给定文段:
● ● ● ●

本申请实施例中,所述深度估计模块,配置为对所述区域增强的特征图像进行卷积计算,得到所述单目图像的深度图像。
本申请实施例提供一种计算机设备,所述计算机设备包括存储器和处理器,所述存储器上存储有计算机可执行指令,所述处理器运行所述存储器上的计算机可执行指令时,实现本申请实施例提供的单目图像的深度恢复方法。
本申请实施例提供一种计算机可读存储介质,其上存储有计算机程序,该计算机程序被处理器执行时,实现本申请实施例提供的单目图像的深度恢复方法。
本申请实施例提供一种计算机程序,包括计算机指令,当所述计算机 指令在设备的处理器中运行时,实现本申请实施例提供的单目图像的深度恢复方法。
本公开的实施例提供的技术方案可以包括以下有益效果:
本申请实施例的技术方案中,对所述单目图像进行特征提取,得到所述单目图像的特征图像;对所述特征图像进行解耦,得到所述特征图像的场景结构图;将所述特征图像和所述场景结构图进行梯度感知处理,得到区域增强的特征图像;根据所述区域增强的特征图像进行深度估计,得到所述单目图像的深度图像。上述的单目图像的深度恢复方法和装置,不仅能够采用少量的数据获得更好的深度估计结果,而且还采用梯度感知处理获得更多深度细节。
应当理解的是,以上的一般描述和后文的细节描述仅是示例性和解释性的,并不能限制本申请。
附图说明
此处的附图被并入说明书中并构成本说明书的一部分,示出了符合本申请的实施例,并与说明书一起用于解释本申请的原理。

● ● ● ●

任务说明: 续写关于单目图像深度恢复的文段，从其最后一句之后接着写。 以下材料在此不起任何作用。

[标注集中的条目]
● ● ● ●

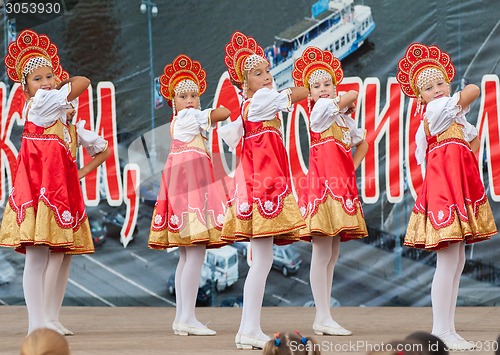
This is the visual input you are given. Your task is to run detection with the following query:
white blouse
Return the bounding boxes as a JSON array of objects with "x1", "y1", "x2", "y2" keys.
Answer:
[
  {"x1": 247, "y1": 88, "x2": 293, "y2": 122},
  {"x1": 173, "y1": 108, "x2": 212, "y2": 143},
  {"x1": 415, "y1": 92, "x2": 477, "y2": 165},
  {"x1": 76, "y1": 120, "x2": 108, "y2": 157},
  {"x1": 310, "y1": 98, "x2": 365, "y2": 147},
  {"x1": 23, "y1": 83, "x2": 108, "y2": 157},
  {"x1": 218, "y1": 88, "x2": 293, "y2": 152}
]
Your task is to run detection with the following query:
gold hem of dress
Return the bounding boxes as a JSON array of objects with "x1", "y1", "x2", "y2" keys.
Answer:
[
  {"x1": 0, "y1": 200, "x2": 94, "y2": 254},
  {"x1": 300, "y1": 195, "x2": 368, "y2": 242},
  {"x1": 404, "y1": 202, "x2": 497, "y2": 250},
  {"x1": 222, "y1": 194, "x2": 305, "y2": 244},
  {"x1": 148, "y1": 207, "x2": 228, "y2": 249}
]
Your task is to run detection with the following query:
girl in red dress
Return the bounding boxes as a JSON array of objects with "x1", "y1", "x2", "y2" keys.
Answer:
[
  {"x1": 219, "y1": 31, "x2": 307, "y2": 349},
  {"x1": 396, "y1": 43, "x2": 497, "y2": 350},
  {"x1": 292, "y1": 47, "x2": 368, "y2": 335},
  {"x1": 148, "y1": 54, "x2": 231, "y2": 335},
  {"x1": 0, "y1": 30, "x2": 109, "y2": 335}
]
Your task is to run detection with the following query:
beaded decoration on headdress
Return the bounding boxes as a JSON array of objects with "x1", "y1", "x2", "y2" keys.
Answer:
[
  {"x1": 292, "y1": 46, "x2": 344, "y2": 112},
  {"x1": 4, "y1": 30, "x2": 69, "y2": 87},
  {"x1": 160, "y1": 54, "x2": 207, "y2": 114},
  {"x1": 295, "y1": 330, "x2": 308, "y2": 345},
  {"x1": 292, "y1": 47, "x2": 344, "y2": 89},
  {"x1": 224, "y1": 31, "x2": 267, "y2": 89},
  {"x1": 396, "y1": 43, "x2": 455, "y2": 98}
]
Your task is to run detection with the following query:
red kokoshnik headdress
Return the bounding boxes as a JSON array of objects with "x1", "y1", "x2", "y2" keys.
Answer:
[
  {"x1": 396, "y1": 43, "x2": 455, "y2": 98},
  {"x1": 224, "y1": 31, "x2": 267, "y2": 89},
  {"x1": 4, "y1": 29, "x2": 69, "y2": 85},
  {"x1": 292, "y1": 46, "x2": 344, "y2": 89},
  {"x1": 160, "y1": 54, "x2": 207, "y2": 106}
]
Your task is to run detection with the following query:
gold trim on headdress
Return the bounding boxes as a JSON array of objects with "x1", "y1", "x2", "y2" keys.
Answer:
[
  {"x1": 224, "y1": 31, "x2": 267, "y2": 89},
  {"x1": 160, "y1": 54, "x2": 207, "y2": 105},
  {"x1": 396, "y1": 43, "x2": 455, "y2": 98},
  {"x1": 4, "y1": 30, "x2": 69, "y2": 84},
  {"x1": 292, "y1": 46, "x2": 344, "y2": 89}
]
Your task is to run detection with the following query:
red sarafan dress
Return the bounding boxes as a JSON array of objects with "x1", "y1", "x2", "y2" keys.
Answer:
[
  {"x1": 222, "y1": 88, "x2": 305, "y2": 244},
  {"x1": 148, "y1": 108, "x2": 227, "y2": 249},
  {"x1": 299, "y1": 98, "x2": 368, "y2": 241},
  {"x1": 404, "y1": 93, "x2": 497, "y2": 250},
  {"x1": 0, "y1": 84, "x2": 107, "y2": 254}
]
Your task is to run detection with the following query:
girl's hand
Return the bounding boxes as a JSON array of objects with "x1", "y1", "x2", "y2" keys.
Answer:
[
  {"x1": 78, "y1": 168, "x2": 87, "y2": 180},
  {"x1": 344, "y1": 103, "x2": 356, "y2": 115}
]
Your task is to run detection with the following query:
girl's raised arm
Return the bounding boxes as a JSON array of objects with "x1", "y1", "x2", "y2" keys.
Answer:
[
  {"x1": 56, "y1": 76, "x2": 90, "y2": 101},
  {"x1": 290, "y1": 86, "x2": 309, "y2": 103},
  {"x1": 458, "y1": 84, "x2": 481, "y2": 109},
  {"x1": 210, "y1": 106, "x2": 231, "y2": 123}
]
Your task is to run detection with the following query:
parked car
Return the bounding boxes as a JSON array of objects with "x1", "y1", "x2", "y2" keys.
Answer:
[
  {"x1": 102, "y1": 210, "x2": 139, "y2": 245},
  {"x1": 87, "y1": 210, "x2": 106, "y2": 247},
  {"x1": 220, "y1": 296, "x2": 243, "y2": 307},
  {"x1": 273, "y1": 245, "x2": 302, "y2": 276},
  {"x1": 201, "y1": 245, "x2": 238, "y2": 292},
  {"x1": 303, "y1": 297, "x2": 340, "y2": 307},
  {"x1": 167, "y1": 273, "x2": 212, "y2": 306}
]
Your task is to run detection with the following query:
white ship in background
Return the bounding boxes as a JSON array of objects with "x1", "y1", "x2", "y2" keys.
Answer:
[{"x1": 264, "y1": 0, "x2": 375, "y2": 90}]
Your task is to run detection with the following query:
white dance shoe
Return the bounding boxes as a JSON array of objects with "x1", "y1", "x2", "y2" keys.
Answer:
[
  {"x1": 313, "y1": 323, "x2": 352, "y2": 336},
  {"x1": 174, "y1": 323, "x2": 217, "y2": 336},
  {"x1": 47, "y1": 320, "x2": 75, "y2": 335},
  {"x1": 172, "y1": 321, "x2": 179, "y2": 335},
  {"x1": 443, "y1": 339, "x2": 476, "y2": 351},
  {"x1": 234, "y1": 333, "x2": 269, "y2": 350}
]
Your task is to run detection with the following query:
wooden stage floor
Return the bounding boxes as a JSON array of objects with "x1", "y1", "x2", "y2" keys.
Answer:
[{"x1": 0, "y1": 306, "x2": 500, "y2": 355}]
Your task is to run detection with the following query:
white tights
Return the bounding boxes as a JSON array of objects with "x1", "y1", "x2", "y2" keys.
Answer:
[
  {"x1": 23, "y1": 246, "x2": 71, "y2": 334},
  {"x1": 309, "y1": 236, "x2": 340, "y2": 326},
  {"x1": 175, "y1": 245, "x2": 206, "y2": 327},
  {"x1": 23, "y1": 246, "x2": 50, "y2": 334},
  {"x1": 238, "y1": 237, "x2": 273, "y2": 340},
  {"x1": 431, "y1": 242, "x2": 465, "y2": 341}
]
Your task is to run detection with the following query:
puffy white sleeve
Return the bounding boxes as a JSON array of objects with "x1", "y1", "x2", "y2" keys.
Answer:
[
  {"x1": 76, "y1": 121, "x2": 108, "y2": 157},
  {"x1": 218, "y1": 116, "x2": 244, "y2": 152},
  {"x1": 340, "y1": 114, "x2": 366, "y2": 147},
  {"x1": 310, "y1": 98, "x2": 339, "y2": 133},
  {"x1": 193, "y1": 108, "x2": 212, "y2": 131},
  {"x1": 425, "y1": 92, "x2": 477, "y2": 142},
  {"x1": 415, "y1": 121, "x2": 427, "y2": 165},
  {"x1": 173, "y1": 108, "x2": 202, "y2": 143},
  {"x1": 28, "y1": 83, "x2": 77, "y2": 127},
  {"x1": 247, "y1": 88, "x2": 293, "y2": 122}
]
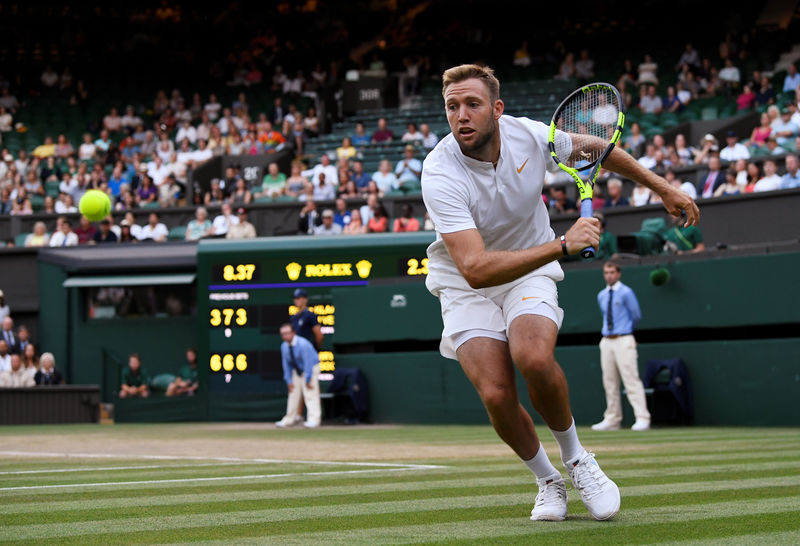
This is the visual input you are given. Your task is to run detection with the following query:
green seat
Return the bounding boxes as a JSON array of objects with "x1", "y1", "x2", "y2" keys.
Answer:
[
  {"x1": 167, "y1": 226, "x2": 186, "y2": 241},
  {"x1": 150, "y1": 373, "x2": 175, "y2": 393}
]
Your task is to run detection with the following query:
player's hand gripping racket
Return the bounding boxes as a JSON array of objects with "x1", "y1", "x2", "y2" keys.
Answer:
[{"x1": 549, "y1": 83, "x2": 625, "y2": 258}]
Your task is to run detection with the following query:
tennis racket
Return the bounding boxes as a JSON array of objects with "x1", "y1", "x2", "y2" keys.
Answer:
[{"x1": 548, "y1": 83, "x2": 625, "y2": 258}]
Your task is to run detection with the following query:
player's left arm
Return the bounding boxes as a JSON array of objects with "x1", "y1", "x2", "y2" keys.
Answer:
[{"x1": 603, "y1": 148, "x2": 700, "y2": 227}]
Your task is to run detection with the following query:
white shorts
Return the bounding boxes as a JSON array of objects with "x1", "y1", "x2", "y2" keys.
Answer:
[{"x1": 439, "y1": 276, "x2": 564, "y2": 360}]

● ● ● ●

练习输出:
图1为本申请实施例的单目图像的深度恢复方法的流程示意图;
图2为本申请实施例的神经网络架构图;
图3为本申请实施例的单目图像的特征提取的流程示意图;
图4为本申请实施例的梯度感知处理的流程示意图;
图5为本申请实施例的单目图像的深度恢复装置的结构组成示意图一;
图6为本申请实施例的单目图像的深度恢复装置的结构组成示意图二;
图7为本申请实施例的计算机设备的结构组成示意图。
具体实施方式
现在将参照附图来详细描述本申请的各种示例性实施例。应注意到: 除非另外具体说明,否则在这些实施例中阐述的部件和步骤的相对布置、数字表达式和数值不限制本申请的范围。
同时,应当明白,为了便于描述,附图中所示出的各个部分的尺寸并不是按照实际的比例关系绘制的。
以下对至少一个示例性实施例的描述实际上仅仅是说明性的,决不作为对本申请及其应用或使用的任何限制。
对于相关领域普通技术人员已知的技术、方法和设备可能不作详细讨论,但在适当情况下,所述技术、方法和设备应当被视为说明书的一部分。
应注意到:相似的标号和字母在下面的附图中表示类似项,因此,一旦某一项在一个附图中被定义,则在随后的附图中不需要对其进行进一步讨论。
本申请实施例可以应用于计算机系统/服务器等电子设备,其可与众多其它通用或专用计算系统环境或配置一起操作。适于与计算机系统/服务器等电子设备一起使用的众所周知的计算系统、环境和/或配置的例子包括但不限于:个人计算机系统、服务器计算机系统、瘦客户机、厚客户机、手持或膝上设备、基于微处理器的系统、机顶盒、可编程消费电子产品、网络个人电脑、小型计算机系统、大型计算机系统和包括上述任何系统的分布式云计算技术环境,等等。
计算机系统/服务器等电子设备可以在由计算机系统执行的计算机系统可执行指令(诸如程序模块)的一般语境下描述。通常,程序模块可以包括例程、程序、目标程序、组件、逻辑、数据结构等等,它们执行特定的任务或者实现特定的抽象数据类型。计算机系统/服务器可以在分布式云计算环境中实施,分布式云计算环境中,任务是由通过通信网络链接的远程处理设备执行的。在分布式云计算环境中,程序模块可以位于包括存储设备的本地或远程计算系统存储介质上。
图1为本申请实施例的单目图像的深度恢复方法的流程示意图,如图1所示,所述单目图像的深度恢复方法包括以下步骤:
步骤101:对单目图像进行特征提取,得到所述单目图像的特征图像。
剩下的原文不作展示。